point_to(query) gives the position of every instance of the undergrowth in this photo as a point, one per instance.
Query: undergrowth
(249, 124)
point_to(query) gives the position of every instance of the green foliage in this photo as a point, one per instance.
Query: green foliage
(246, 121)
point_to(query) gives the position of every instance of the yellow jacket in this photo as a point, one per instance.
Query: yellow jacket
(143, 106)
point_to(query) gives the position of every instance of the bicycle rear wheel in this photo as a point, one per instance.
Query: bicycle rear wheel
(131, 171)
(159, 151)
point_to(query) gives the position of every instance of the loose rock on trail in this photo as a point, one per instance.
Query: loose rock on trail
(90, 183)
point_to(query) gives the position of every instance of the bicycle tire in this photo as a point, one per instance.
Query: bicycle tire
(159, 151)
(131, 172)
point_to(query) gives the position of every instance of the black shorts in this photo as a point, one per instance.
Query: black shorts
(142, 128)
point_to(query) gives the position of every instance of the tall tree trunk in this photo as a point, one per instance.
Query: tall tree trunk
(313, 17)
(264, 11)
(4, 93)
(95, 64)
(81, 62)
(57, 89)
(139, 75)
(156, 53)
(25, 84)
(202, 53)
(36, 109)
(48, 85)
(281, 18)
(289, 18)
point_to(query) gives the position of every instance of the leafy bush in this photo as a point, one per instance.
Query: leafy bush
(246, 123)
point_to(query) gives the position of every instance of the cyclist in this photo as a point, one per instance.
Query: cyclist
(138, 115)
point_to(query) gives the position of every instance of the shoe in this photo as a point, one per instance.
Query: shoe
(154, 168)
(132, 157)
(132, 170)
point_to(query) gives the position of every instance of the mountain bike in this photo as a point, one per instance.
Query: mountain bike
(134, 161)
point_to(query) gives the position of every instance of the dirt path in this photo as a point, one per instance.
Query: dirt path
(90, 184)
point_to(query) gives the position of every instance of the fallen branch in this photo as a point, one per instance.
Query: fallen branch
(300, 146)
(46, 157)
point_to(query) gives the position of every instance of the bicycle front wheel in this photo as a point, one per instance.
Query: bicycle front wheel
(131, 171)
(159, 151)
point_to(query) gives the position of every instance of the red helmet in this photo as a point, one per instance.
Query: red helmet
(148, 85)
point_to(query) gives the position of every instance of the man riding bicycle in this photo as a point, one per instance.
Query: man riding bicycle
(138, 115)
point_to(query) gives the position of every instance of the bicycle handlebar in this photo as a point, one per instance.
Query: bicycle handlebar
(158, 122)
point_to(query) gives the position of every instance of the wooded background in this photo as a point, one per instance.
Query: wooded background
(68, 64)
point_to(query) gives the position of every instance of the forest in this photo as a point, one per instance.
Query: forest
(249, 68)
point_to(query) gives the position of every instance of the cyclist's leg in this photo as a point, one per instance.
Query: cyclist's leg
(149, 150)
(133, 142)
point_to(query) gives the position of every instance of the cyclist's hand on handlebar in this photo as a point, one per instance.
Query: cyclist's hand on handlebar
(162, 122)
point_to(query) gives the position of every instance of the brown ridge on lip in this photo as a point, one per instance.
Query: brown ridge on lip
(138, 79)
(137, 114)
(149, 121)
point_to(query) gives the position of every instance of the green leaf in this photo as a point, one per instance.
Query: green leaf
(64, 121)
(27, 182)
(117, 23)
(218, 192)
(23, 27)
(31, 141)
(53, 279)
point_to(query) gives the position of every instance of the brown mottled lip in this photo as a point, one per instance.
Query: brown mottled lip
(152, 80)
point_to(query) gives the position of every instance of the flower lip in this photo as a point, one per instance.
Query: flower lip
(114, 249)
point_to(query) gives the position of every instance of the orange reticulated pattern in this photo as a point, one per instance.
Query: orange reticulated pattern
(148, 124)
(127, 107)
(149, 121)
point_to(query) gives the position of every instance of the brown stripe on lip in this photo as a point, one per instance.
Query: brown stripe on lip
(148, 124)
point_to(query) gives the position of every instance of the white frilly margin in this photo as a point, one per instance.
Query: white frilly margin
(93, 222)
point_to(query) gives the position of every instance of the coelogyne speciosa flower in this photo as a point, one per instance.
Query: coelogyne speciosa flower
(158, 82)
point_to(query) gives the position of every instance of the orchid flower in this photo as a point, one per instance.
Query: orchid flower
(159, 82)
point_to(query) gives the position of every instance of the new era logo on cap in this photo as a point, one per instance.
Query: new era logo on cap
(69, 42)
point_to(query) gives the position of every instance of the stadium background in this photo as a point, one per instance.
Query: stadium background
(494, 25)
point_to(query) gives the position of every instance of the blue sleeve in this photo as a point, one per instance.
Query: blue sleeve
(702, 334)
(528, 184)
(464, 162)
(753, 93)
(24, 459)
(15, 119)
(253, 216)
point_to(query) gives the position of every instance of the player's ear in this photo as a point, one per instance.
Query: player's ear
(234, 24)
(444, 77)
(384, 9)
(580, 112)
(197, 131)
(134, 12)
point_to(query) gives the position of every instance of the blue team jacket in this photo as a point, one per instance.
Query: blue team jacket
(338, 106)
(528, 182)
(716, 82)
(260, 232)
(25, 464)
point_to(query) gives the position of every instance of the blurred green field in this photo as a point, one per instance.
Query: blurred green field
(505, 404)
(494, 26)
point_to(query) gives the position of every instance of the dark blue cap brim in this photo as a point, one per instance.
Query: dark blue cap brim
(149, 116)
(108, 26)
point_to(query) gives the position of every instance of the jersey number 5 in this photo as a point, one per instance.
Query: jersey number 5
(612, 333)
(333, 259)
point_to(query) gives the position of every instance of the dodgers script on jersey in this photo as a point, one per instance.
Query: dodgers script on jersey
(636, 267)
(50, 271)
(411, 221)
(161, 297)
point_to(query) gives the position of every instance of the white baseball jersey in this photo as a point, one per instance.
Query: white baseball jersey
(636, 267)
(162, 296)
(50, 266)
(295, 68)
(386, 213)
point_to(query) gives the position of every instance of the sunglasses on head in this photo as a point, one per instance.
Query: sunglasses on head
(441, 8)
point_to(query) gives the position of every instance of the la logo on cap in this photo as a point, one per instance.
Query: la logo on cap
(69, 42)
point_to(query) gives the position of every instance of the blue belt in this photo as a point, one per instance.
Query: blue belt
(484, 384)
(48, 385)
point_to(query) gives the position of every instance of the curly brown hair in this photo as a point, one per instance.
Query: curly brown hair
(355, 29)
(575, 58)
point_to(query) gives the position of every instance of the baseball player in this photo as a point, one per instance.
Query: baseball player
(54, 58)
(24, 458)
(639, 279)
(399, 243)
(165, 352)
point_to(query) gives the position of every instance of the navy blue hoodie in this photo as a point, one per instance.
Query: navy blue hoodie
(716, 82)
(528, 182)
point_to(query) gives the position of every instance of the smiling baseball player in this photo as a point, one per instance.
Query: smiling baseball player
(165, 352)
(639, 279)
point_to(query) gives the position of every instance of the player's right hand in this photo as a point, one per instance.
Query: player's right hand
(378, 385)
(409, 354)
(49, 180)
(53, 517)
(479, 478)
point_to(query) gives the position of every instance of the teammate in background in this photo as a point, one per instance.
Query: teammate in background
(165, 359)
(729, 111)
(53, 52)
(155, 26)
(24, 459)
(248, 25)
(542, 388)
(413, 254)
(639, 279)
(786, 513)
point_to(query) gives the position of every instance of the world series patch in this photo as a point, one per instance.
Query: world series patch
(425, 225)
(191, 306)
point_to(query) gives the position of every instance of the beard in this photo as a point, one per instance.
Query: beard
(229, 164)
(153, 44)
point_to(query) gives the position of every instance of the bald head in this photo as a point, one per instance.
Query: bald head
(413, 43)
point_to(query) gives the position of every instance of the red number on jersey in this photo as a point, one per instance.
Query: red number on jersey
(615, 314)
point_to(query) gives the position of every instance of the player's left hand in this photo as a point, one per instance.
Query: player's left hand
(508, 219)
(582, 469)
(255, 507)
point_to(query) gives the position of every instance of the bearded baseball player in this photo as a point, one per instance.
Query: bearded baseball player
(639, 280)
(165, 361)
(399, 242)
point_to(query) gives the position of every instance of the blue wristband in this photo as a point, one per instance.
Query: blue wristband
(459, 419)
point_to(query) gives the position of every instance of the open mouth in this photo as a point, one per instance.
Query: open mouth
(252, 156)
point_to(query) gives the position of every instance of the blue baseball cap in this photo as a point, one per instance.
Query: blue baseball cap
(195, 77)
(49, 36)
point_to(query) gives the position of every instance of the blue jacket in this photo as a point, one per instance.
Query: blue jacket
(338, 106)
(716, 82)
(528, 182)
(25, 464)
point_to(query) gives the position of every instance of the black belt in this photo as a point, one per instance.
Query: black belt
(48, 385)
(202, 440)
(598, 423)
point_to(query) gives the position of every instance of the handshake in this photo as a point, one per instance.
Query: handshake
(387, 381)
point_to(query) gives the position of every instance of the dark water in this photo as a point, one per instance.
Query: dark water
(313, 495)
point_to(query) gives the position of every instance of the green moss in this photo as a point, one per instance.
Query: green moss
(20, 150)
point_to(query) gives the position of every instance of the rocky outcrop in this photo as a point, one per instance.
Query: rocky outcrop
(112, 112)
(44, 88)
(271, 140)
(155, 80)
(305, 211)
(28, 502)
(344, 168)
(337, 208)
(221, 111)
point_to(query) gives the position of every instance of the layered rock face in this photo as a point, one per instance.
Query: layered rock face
______________________________
Filter the listing above so that only lines holding the word "face" remain, and report those lines.

point_to(query) gives the position of every instance of the layered rock face in this photo as a point, one per instance.
Query: layered rock face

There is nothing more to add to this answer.